= Removal from the Order of Canada =

Honors membership revocations

Appointees to the Order of Canada can have their membership revoked if the order's advisory council determines a member's actions have brought dishonour to the order. Nine people have been removed from the Order of Canada: Alan Eagleson, David Ahenakew, T. Sher Singh, Steve Fonyo, Garth Drabinsky, Conrad Black, Ranjit Chandra, Johnny Issaluk and Buffy Sainte-Marie. The formal removal process is performed by the Advisory Council of the Order of Canada, though it can be initiated by any citizen of Canada.

Eagleson was removed from the order after being jailed for fraud in 1998; Ahenakew was removed in 2005, after being convicted of promoting antisemitic hatred in 2002; Singh was removed after the revocation of his law licence for professional misconduct; Fonyo was removed due to numerous criminal convictions; Drabinsky was removed in 2012 after being found guilty of fraud and forgery in Ontario; Black was removed in 2014 after being convicted of fraud and obstruction of justice in the United States; Chandra was removed in 2015 for committing research fraud; Issaluk was removed in 2022 following sexual misconduct allegations; Sainte-Marie was removed in 2025 after a CBC investigation reported she had been falsely claiming an Indigenous identity.

==Policy==

Paragraph 25, section C, of the Constitution of the Order of Canada allows the Governor General of Canada to remove a person from the order by issuing an ordinance based on a decision of the Advisory Council of the Order of Canada. This decision is based on "evidence and guided by the principle of fairness and shall only be made after the Council has ascertained the relevant facts relating to the case under consideration."

A member of the order can be removed for being convicted of a criminal offense, or if the conduct of the person deviates significantly from recognized standards and is seen as undermining the credibility, integrity, or relevance of the order.

Phrase grounding data
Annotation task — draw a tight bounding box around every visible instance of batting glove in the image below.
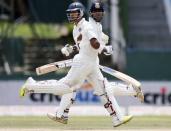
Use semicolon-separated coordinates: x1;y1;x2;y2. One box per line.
61;44;73;56
102;45;113;55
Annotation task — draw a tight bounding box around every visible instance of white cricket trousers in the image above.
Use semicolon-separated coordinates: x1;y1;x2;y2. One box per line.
25;54;98;95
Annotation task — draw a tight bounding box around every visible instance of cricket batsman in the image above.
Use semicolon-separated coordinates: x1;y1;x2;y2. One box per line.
20;2;143;126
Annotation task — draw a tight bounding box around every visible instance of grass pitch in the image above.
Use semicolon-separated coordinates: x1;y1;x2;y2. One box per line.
0;116;171;131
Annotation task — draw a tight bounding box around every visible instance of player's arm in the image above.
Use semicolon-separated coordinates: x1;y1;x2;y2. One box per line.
61;44;79;57
90;38;113;55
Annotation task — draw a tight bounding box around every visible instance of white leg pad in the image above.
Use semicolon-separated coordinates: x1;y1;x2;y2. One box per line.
109;82;137;96
25;80;73;95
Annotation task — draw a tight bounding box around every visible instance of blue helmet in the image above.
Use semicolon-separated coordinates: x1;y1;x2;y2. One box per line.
66;2;84;22
90;1;104;22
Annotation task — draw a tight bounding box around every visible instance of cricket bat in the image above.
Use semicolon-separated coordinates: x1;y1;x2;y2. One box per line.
36;59;72;75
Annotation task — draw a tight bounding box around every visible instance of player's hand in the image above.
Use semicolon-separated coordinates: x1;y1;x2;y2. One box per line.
102;45;113;55
102;33;109;45
61;44;73;56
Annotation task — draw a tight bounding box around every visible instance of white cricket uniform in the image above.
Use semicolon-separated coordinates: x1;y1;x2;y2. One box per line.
61;18;99;90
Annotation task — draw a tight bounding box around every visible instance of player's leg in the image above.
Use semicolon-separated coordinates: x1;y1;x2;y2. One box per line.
47;92;76;124
109;82;144;102
20;58;92;96
20;77;73;96
104;79;133;127
88;68;130;126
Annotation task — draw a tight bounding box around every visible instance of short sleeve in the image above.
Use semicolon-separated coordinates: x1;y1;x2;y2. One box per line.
86;24;97;40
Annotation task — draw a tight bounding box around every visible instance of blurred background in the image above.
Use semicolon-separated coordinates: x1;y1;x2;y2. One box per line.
0;0;171;127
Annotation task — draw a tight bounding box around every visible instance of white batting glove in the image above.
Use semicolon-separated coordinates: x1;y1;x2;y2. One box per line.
61;44;73;56
103;45;113;55
102;33;109;44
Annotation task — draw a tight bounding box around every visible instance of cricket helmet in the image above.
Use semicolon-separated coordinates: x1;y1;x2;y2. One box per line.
66;2;84;23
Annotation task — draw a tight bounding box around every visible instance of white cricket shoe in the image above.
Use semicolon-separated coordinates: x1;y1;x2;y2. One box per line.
113;115;133;127
47;113;68;124
19;77;35;97
128;84;144;103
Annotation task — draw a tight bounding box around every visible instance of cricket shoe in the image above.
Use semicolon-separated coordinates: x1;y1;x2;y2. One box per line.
129;85;144;103
19;77;35;97
47;113;68;124
113;115;133;127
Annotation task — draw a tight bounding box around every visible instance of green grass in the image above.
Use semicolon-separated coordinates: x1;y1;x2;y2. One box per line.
0;22;72;39
0;116;171;130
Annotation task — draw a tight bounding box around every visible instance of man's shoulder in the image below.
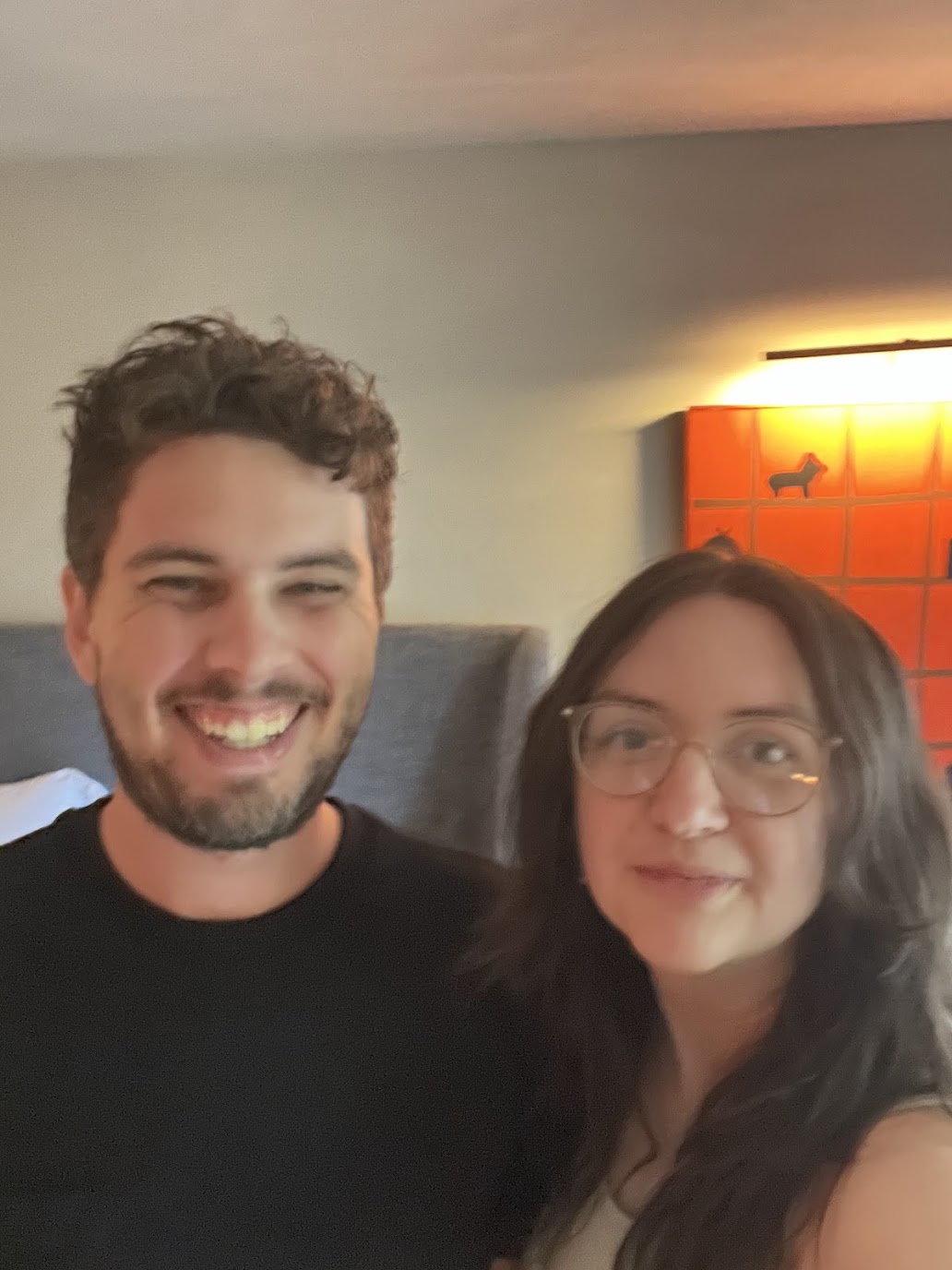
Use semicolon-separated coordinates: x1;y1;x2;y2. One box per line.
0;808;98;911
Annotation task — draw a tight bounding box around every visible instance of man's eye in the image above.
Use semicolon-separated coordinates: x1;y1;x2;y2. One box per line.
146;574;208;594
284;581;344;599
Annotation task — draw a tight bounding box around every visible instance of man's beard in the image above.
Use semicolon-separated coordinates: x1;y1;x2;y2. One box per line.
95;682;371;851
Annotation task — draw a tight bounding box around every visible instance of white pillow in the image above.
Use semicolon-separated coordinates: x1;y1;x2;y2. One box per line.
0;767;109;845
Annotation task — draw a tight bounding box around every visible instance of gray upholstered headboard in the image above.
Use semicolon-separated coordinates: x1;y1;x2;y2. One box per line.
0;624;548;858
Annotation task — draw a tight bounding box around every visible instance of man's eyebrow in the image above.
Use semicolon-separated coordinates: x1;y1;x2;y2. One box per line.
125;543;361;578
278;550;361;577
125;543;220;570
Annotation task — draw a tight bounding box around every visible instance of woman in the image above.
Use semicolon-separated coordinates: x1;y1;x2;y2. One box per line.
489;550;952;1270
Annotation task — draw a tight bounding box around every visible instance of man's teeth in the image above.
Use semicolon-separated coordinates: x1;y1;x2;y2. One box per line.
193;710;297;749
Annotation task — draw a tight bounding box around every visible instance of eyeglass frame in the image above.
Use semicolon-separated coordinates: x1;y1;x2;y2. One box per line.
558;697;843;820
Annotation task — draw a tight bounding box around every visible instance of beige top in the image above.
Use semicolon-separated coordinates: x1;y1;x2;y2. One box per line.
546;1192;631;1270
544;1095;938;1270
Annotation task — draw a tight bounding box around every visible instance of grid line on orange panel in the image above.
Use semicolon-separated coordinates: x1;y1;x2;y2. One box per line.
691;490;952;508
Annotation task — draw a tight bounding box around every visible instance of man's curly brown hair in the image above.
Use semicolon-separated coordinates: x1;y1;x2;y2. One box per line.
57;315;399;599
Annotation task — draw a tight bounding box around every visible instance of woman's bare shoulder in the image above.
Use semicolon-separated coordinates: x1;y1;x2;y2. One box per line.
800;1106;952;1270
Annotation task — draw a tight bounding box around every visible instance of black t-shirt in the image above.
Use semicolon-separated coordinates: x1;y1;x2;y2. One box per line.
0;807;544;1270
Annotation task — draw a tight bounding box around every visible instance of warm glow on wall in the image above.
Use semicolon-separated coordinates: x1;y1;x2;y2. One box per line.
713;348;952;405
685;403;952;766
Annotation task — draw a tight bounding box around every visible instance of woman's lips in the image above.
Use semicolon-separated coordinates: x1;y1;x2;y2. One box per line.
632;865;743;901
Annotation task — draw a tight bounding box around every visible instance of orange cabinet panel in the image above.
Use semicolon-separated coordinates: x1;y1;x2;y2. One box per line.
845;584;925;671
850;500;929;578
939;402;952;492
924;581;952;671
754;499;845;578
756;406;847;497
929;497;952;578
685;406;756;503
853;405;938;497
922;676;952;748
684;507;752;551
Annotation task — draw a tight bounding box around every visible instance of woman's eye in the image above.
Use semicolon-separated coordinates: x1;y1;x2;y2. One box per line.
750;740;793;767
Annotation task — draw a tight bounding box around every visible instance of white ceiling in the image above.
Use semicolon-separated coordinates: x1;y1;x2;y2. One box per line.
0;0;952;153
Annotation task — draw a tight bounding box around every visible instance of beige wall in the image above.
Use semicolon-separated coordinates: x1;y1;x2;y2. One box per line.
0;125;952;648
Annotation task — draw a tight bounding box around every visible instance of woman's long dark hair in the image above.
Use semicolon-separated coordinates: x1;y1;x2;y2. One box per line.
480;550;952;1270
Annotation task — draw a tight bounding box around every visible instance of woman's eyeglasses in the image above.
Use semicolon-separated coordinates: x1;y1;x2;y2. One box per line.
563;701;841;815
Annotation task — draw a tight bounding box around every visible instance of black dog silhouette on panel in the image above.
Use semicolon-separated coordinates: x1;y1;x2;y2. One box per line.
767;449;827;497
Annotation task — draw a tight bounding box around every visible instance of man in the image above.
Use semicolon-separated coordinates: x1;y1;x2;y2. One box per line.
0;318;551;1270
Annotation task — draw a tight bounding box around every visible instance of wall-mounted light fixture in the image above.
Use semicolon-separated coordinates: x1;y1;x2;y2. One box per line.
707;335;952;406
763;337;952;362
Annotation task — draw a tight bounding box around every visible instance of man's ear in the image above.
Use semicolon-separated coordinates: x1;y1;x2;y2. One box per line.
60;565;97;686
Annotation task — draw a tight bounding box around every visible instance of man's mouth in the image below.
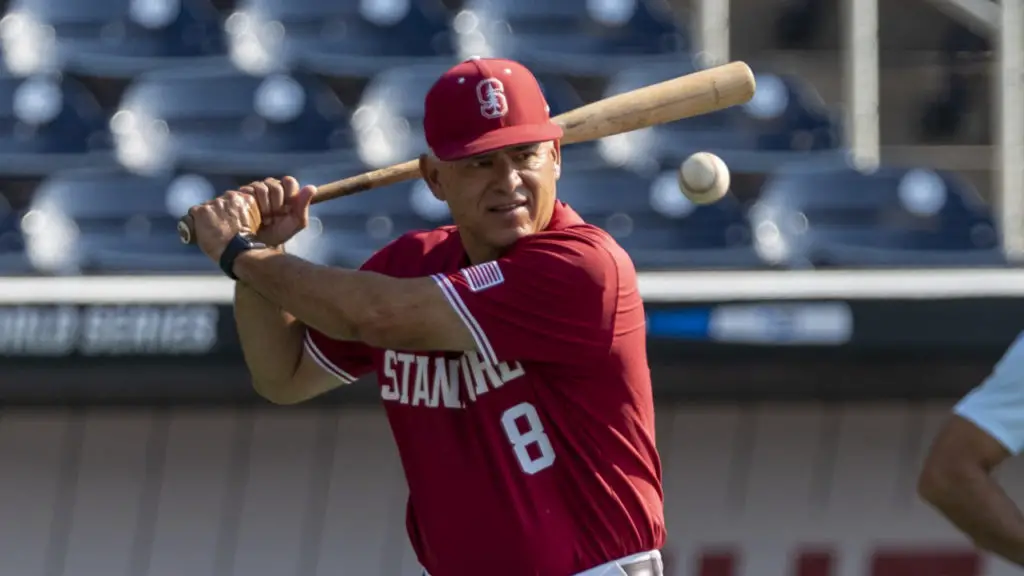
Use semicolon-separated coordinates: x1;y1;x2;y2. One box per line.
487;200;526;213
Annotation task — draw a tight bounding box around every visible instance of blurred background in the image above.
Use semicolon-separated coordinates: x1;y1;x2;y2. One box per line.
0;0;1024;576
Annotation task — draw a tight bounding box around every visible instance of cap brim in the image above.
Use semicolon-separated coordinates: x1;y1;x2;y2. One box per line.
433;122;563;161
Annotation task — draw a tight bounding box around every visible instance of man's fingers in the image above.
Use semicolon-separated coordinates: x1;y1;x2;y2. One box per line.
263;178;289;215
281;176;299;199
248;182;272;215
223;187;263;233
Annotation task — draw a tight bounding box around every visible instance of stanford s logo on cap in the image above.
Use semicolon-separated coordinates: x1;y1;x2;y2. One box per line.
423;58;563;161
476;78;509;119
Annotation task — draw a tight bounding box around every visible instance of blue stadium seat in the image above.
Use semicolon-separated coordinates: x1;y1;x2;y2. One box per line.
352;64;584;167
453;0;691;76
22;169;236;275
286;163;452;268
0;0;226;78
111;66;354;175
558;166;762;270
225;0;455;77
601;63;846;172
750;163;1005;269
0;75;115;176
0;194;35;277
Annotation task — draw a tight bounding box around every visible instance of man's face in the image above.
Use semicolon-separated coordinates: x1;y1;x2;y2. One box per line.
421;142;561;259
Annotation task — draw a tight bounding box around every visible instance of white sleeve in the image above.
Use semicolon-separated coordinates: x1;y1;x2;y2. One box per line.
953;333;1024;454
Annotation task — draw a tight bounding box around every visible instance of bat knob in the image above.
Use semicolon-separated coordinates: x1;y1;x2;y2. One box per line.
178;214;196;244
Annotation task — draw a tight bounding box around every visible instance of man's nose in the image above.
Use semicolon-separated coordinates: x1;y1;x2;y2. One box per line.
495;154;522;192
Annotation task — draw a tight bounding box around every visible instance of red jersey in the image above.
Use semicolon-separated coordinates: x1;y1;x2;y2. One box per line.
306;202;666;576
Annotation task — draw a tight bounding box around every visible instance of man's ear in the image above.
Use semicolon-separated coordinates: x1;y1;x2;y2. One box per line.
551;140;562;180
420;154;445;202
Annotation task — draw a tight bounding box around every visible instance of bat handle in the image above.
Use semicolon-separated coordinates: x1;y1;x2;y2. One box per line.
178;214;196;244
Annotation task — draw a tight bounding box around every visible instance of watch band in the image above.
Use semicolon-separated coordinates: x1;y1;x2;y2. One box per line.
220;234;266;280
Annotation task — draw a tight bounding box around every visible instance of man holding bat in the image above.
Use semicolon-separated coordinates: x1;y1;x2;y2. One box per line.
189;54;666;576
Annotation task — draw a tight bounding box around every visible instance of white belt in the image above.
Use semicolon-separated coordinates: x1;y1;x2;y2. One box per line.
423;550;662;576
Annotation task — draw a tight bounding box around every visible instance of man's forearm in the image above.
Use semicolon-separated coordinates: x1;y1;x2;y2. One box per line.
234;250;399;340
929;469;1024;567
234;282;305;398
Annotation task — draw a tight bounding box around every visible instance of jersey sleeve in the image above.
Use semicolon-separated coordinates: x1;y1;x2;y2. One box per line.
953;334;1024;454
303;243;394;384
425;231;620;364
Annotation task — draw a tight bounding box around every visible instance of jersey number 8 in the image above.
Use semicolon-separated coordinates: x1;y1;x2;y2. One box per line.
502;402;555;475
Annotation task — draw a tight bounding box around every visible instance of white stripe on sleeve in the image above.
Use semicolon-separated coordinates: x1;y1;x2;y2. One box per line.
303;330;356;384
432;274;498;366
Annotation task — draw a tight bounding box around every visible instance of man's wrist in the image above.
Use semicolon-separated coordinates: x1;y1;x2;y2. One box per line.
232;246;285;281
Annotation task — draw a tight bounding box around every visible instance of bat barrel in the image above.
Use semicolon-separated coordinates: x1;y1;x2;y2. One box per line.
178;61;756;244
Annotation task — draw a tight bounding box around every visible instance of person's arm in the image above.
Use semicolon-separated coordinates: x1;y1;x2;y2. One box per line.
234;283;347;405
234;242;390;405
234;250;476;352
919;414;1024;567
918;332;1024;566
234;228;614;358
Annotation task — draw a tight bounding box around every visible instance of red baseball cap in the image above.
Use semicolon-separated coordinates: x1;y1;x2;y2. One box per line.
423;58;562;160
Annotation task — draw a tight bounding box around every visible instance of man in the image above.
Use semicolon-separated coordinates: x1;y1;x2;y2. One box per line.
190;58;666;576
919;333;1024;567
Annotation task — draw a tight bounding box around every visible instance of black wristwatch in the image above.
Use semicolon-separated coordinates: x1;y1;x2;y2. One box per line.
220;234;266;280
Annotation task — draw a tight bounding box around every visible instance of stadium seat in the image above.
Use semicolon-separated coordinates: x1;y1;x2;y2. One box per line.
601;63;846;172
111;65;354;175
453;0;691;76
558;166;762;270
225;0;455;77
0;75;116;176
0;0;226;78
22;168;236;275
286;158;451;268
352;64;583;167
0;194;35;277
750;163;1005;269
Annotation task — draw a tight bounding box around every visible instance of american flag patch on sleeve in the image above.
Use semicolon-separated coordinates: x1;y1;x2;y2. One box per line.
462;262;505;292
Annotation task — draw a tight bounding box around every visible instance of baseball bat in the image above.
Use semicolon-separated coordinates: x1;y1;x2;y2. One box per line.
178;61;756;244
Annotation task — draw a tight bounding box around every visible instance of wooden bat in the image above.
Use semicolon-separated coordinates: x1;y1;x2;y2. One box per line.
178;61;755;244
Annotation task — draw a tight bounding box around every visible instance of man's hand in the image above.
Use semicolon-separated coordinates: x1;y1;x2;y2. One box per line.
188;176;316;262
240;176;316;246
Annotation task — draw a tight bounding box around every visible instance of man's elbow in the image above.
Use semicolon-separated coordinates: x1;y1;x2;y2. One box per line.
252;379;307;406
918;454;988;510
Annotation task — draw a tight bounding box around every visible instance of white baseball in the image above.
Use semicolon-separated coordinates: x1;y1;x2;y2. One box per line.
679;152;729;204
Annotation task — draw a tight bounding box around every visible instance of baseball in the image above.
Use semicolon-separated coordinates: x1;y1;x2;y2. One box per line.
679;152;729;204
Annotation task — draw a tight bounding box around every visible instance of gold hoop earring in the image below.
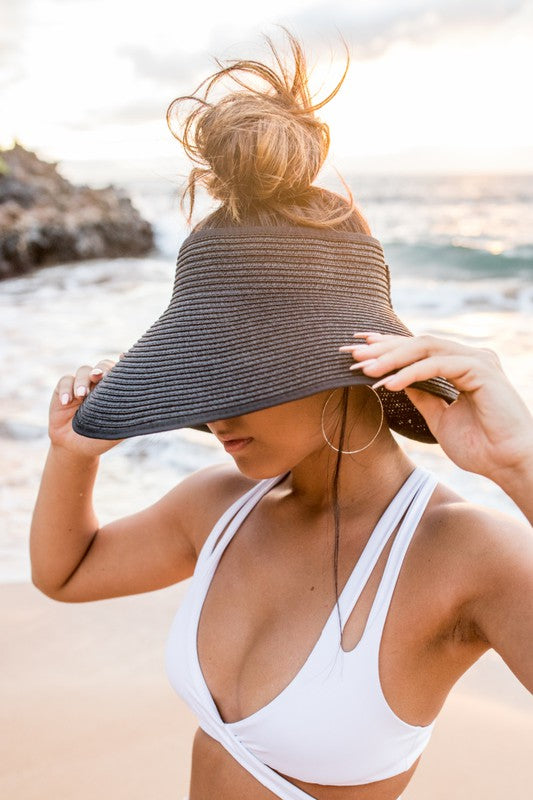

Questions on the material:
1: According to the Order of Canada article, why was Garth Drabinsky removed from the order?
2: For each statement, say whether it agrees with the Order of Canada article: (a) Only members of the Advisory Council can initiate the removal process. (b) Conrad Black was removed from the order in 2014. (c) Being convicted of a criminal offense is one ground for removing a member.
3: Write out the passage of the Order of Canada article starting at "A member of" and ending at "of the order.", with no changes.

Answers by item:
1: Garth Drabinsky was removed in 2012 after being found guilty of fraud and forgery in Ontario.

2:
(a) No: "though it can be initiated by any citizen of Canada."
(b) Yes: "Black was removed in 2014 after being convicted of fraud and obstruction of justice in the United States"
(c) Yes: "A member of the order can be removed for being convicted of a criminal offense"

3:
A member of the order can be removed for being convicted of a criminal offense, or if the conduct of the person deviates significantly from recognized standards and is seen as undermining the credibility, integrity, or relevance of the order.